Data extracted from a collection
━━━━━━
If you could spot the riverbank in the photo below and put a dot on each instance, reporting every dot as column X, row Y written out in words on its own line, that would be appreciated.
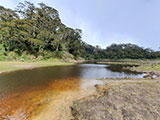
column 8, row 66
column 125, row 99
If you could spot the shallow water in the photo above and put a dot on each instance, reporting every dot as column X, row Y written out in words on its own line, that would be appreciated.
column 21, row 91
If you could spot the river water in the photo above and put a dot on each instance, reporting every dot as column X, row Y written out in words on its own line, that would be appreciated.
column 21, row 91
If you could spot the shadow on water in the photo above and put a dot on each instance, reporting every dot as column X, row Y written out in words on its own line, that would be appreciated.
column 21, row 91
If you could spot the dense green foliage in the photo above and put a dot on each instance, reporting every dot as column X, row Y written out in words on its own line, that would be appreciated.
column 38, row 31
column 131, row 51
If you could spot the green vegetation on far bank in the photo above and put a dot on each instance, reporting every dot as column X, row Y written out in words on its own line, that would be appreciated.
column 8, row 66
column 36, row 32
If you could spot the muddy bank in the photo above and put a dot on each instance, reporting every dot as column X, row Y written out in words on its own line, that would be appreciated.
column 121, row 100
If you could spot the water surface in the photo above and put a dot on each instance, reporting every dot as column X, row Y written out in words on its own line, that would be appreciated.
column 20, row 91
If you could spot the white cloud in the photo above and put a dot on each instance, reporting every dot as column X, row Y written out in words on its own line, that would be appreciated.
column 8, row 3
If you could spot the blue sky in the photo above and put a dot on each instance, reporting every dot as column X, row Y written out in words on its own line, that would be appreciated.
column 109, row 21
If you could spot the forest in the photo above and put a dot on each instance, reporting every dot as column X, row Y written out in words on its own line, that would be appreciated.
column 38, row 31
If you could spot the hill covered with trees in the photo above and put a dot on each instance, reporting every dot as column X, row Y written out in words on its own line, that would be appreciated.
column 38, row 31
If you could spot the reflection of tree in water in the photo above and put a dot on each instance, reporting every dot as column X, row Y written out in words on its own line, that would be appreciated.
column 120, row 69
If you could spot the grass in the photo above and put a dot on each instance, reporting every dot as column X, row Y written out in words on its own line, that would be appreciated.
column 155, row 67
column 7, row 66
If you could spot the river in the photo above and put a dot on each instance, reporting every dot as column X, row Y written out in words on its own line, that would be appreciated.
column 21, row 91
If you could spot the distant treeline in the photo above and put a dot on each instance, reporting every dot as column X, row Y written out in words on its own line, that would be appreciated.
column 38, row 31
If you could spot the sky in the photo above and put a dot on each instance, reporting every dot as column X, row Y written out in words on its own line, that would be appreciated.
column 104, row 22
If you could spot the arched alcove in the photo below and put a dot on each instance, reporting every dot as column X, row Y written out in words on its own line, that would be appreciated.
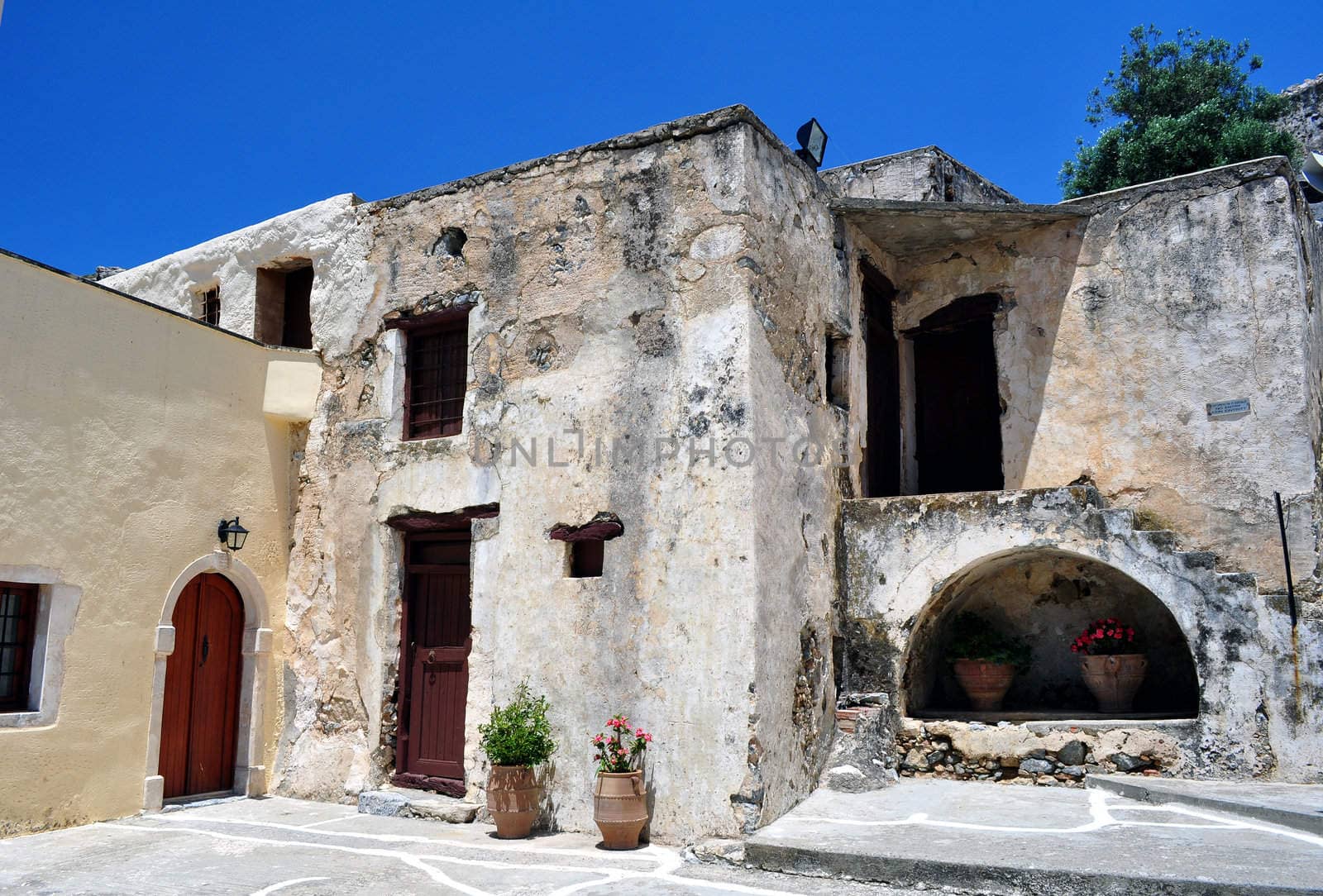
column 1047, row 598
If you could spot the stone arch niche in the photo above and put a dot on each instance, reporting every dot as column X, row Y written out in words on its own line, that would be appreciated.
column 1047, row 596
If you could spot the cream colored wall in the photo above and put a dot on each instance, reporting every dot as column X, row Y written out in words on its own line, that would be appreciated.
column 129, row 432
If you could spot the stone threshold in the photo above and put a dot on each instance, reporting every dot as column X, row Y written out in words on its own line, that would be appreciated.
column 403, row 803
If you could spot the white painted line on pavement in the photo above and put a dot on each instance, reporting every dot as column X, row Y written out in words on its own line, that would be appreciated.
column 268, row 891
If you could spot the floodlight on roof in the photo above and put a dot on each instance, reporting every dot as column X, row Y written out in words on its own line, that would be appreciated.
column 1313, row 169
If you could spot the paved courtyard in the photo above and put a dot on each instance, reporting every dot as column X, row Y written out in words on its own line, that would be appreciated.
column 295, row 849
column 958, row 836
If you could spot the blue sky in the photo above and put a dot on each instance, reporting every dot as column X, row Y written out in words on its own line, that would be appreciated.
column 136, row 128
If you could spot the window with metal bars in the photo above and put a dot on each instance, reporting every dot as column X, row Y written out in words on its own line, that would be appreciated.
column 209, row 307
column 17, row 627
column 436, row 375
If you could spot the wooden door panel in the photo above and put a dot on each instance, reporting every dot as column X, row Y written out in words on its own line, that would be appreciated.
column 212, row 724
column 200, row 711
column 436, row 646
column 441, row 690
column 179, row 694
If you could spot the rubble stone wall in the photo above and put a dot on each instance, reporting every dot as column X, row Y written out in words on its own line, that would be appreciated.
column 905, row 556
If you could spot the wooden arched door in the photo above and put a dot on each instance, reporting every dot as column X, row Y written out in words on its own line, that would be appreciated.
column 200, row 714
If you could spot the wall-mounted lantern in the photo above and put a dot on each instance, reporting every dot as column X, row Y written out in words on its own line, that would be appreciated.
column 232, row 534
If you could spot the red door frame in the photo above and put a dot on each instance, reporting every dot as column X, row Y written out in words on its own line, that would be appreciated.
column 416, row 527
column 202, row 703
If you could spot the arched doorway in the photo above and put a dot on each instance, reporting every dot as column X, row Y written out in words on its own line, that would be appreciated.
column 203, row 674
column 1045, row 596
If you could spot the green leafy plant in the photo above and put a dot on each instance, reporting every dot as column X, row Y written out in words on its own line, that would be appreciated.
column 974, row 639
column 1177, row 106
column 519, row 734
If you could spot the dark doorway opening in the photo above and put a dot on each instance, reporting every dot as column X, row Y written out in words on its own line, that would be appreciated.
column 957, row 406
column 202, row 706
column 881, row 474
column 284, row 304
column 434, row 646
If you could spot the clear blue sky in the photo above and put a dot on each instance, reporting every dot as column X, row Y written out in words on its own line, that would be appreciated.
column 136, row 128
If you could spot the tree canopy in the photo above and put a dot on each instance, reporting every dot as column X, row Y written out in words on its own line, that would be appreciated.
column 1174, row 107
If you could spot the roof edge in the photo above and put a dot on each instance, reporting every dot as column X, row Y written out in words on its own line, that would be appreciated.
column 1239, row 172
column 681, row 128
column 112, row 291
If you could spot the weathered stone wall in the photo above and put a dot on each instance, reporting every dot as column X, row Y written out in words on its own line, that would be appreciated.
column 1115, row 335
column 588, row 322
column 797, row 291
column 925, row 174
column 654, row 293
column 906, row 558
column 1305, row 118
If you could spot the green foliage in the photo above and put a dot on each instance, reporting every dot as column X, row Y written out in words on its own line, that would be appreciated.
column 519, row 734
column 1179, row 106
column 974, row 639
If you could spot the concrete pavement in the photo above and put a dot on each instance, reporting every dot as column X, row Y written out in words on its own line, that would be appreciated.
column 297, row 849
column 1063, row 841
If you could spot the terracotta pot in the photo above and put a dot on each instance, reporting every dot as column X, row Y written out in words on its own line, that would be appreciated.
column 1115, row 679
column 986, row 684
column 619, row 808
column 513, row 798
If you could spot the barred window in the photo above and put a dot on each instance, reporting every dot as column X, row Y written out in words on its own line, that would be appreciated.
column 436, row 374
column 17, row 627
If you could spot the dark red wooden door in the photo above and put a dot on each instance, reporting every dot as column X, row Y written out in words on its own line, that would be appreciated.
column 200, row 714
column 437, row 644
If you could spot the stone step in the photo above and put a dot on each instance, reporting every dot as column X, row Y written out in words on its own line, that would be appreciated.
column 400, row 803
column 1289, row 805
column 994, row 838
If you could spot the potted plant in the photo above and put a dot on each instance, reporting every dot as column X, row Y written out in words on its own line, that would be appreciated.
column 516, row 737
column 619, row 803
column 985, row 661
column 1111, row 665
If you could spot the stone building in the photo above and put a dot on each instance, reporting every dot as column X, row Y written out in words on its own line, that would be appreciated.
column 678, row 426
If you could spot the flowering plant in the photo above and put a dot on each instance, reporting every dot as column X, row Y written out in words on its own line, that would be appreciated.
column 619, row 748
column 1105, row 637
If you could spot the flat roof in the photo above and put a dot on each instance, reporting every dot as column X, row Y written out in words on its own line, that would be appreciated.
column 913, row 227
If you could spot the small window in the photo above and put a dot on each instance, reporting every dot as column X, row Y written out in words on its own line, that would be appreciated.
column 208, row 307
column 284, row 306
column 436, row 379
column 838, row 370
column 17, row 627
column 586, row 558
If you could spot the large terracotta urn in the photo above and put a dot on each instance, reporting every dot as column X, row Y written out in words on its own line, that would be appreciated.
column 985, row 684
column 1113, row 679
column 513, row 798
column 619, row 808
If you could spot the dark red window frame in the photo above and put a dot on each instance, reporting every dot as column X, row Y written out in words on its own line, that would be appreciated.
column 436, row 372
column 211, row 302
column 17, row 641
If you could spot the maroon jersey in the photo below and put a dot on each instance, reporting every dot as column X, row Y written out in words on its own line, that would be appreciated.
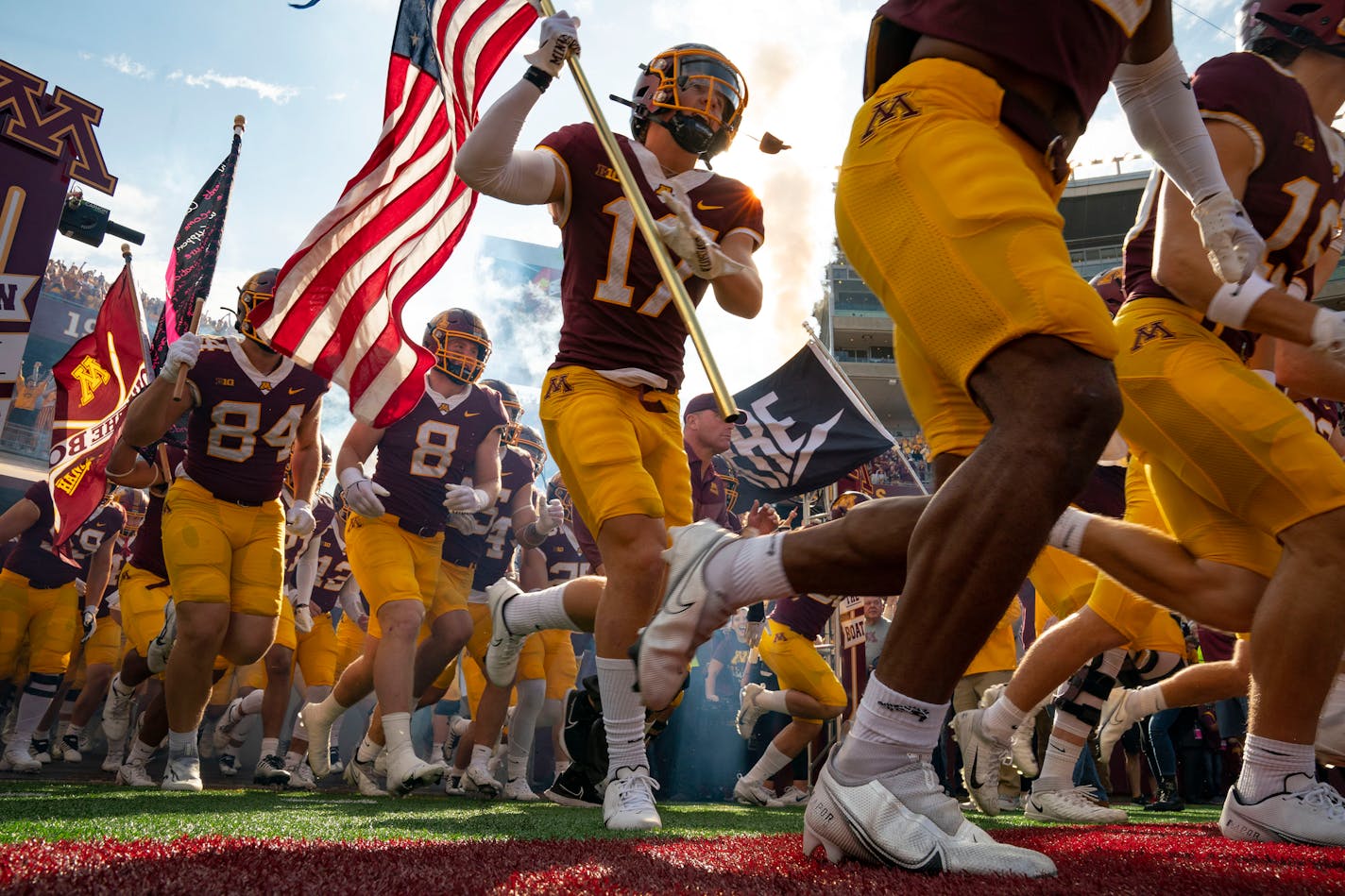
column 619, row 313
column 805, row 614
column 517, row 472
column 564, row 559
column 1293, row 195
column 332, row 570
column 431, row 448
column 1074, row 43
column 241, row 433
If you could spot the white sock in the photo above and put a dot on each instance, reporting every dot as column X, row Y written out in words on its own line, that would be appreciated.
column 773, row 760
column 1068, row 532
column 538, row 611
column 623, row 713
column 889, row 730
column 748, row 570
column 1268, row 763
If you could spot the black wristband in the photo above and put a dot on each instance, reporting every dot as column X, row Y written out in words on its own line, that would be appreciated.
column 538, row 78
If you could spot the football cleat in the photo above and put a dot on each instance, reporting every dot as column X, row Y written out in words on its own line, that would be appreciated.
column 156, row 657
column 135, row 775
column 270, row 771
column 1074, row 804
column 751, row 794
column 904, row 820
column 1313, row 816
column 628, row 802
column 686, row 617
column 980, row 760
column 502, row 654
column 362, row 778
column 749, row 713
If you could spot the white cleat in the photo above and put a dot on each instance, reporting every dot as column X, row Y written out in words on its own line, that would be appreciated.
column 980, row 759
column 686, row 617
column 502, row 652
column 1075, row 804
column 628, row 801
column 518, row 790
column 751, row 794
column 749, row 713
column 1313, row 816
column 904, row 820
column 156, row 657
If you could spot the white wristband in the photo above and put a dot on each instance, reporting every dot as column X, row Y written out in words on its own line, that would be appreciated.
column 1234, row 300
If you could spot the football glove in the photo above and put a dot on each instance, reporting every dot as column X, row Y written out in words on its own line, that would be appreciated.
━━━━━━
* Work instruction:
All lines from the one with "If you could spot the football cleat" through the end of the records need to be copied exactly, and no other lines.

* Answer box:
If you could spot the football cleat in the photo above and put a dot on each instance, reporting every dot as column X, row Y written out in words on its own line, that would be appreciated.
column 156, row 657
column 135, row 775
column 270, row 771
column 1074, row 804
column 751, row 794
column 904, row 820
column 1313, row 816
column 628, row 802
column 686, row 617
column 980, row 760
column 502, row 654
column 362, row 778
column 749, row 713
If you could spot the white cleat in the photo above and put a dot on each instance, reporting every dot as column X, row Y written out in words on its own line, that would be appreciated.
column 980, row 759
column 686, row 617
column 502, row 652
column 1075, row 804
column 628, row 801
column 518, row 790
column 751, row 794
column 749, row 713
column 1313, row 816
column 904, row 820
column 156, row 657
If you could spot the white wristband in the photo above and put a dot on each instance, reporting every dot as column X, row Y written out in words on its own line, that would be appreciated.
column 1234, row 300
If you could spot the football glove in the photo above and put a dot on each instance, reporting every dot as column X, row Y written out in words on its own line, that would be appreciated.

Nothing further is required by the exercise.